Work to do:
1 – In the thread about trailer bike racks, reproduce the passage beginning at the words "We went through" and stopping after "do your homework.", substituting "hanging" for "batwing".
2 – Translate this sentence from the trailer bike rack thread into Spanish: "Avoid any rack that allows the bike to hang or swing."

Extract to read:

# Bike Rack For 2012 312Bh. What Type??



## Blip (Sep 26, 2010)

We have a new 2012 312BH, we the bike rack receiver under the rear bumper. We are lookin for a bike rack to handle at least 4 bikes. What would be a good brand, and where to purchase. Also could the spare tire still stay on the rear bumper with the rack being used.

Thank you, Jim


----------



## TwoElkhounds (Mar 11, 2007)

Hi,

We went through this with our 301BQ, so we have some experience. Avoid any rack that allows the bike to hang or swing. The back of the trailer bounces around quite a bit and your bikes will get beat to hell. We had a batwing type rack last year and it did not work.

We purchased a Thule Sportrackwhich supports both the wheels on the bike and the top bike rail. This worked out great, bike are held firmly in place. A bit expensive, but worth it. We have the two bike version of this rack, not the four bike version in the link. The rack is heavy and I was concerned about the weight with both the bikes and the rack. Moving the spare would certainly help, but four bikes will hang out pretty far and put alot of strain on the hitch. Not saying you can't do four bikes, just make sure to do your homework.

DAN


----------



## LaydBack (Aug 22, 2010)

Here's what I got. I'm in the process of relocating the spare tire, as we speak, so I can get 4 bikes on it. It holds the bikes well and is easy to adjust/offset the bikes to make pedals, handle bars, etc. work out. Since the trailer bounces so much in the back, I am going to use a stabilizer on the receiver and also ratchet strap the bike rack to cut down on it's movement, and to keep it from overworking that 1 1/4" hitch.


----------



## Good Times (Jan 23, 2012)

Data segment:
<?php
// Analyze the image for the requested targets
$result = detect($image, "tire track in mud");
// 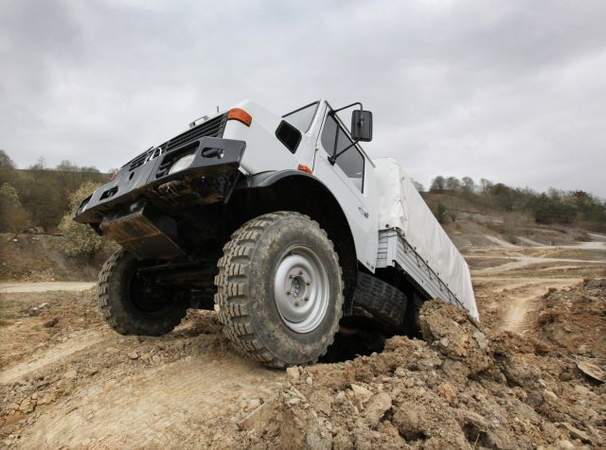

Responses:
1 –
We went through this with our 301BQ, so we have some experience. Avoid any rack that allows the bike to hang or swing. The back of the trailer bounces around quite a bit and your bikes will get beat to hell. We had a hanging type rack last year and it did not work.

We purchased a Thule Sportrackwhich supports both the wheels on the bike and the top bike rail. This worked out great, bike are held firmly in place. A bit expensive, but worth it. We have the two bike version of this rack, not the four bike version in the link. The rack is heavy and I was concerned about the weight with both the bikes and the rack. Moving the spare would certainly help, but four bikes will hang out pretty far and put alot of strain on the hitch. Not saying you can't do four bikes, just make sure to do your homework.

2 – Evite cualquier portabicicletas que permita que la bicicleta cuelgue o se balancee.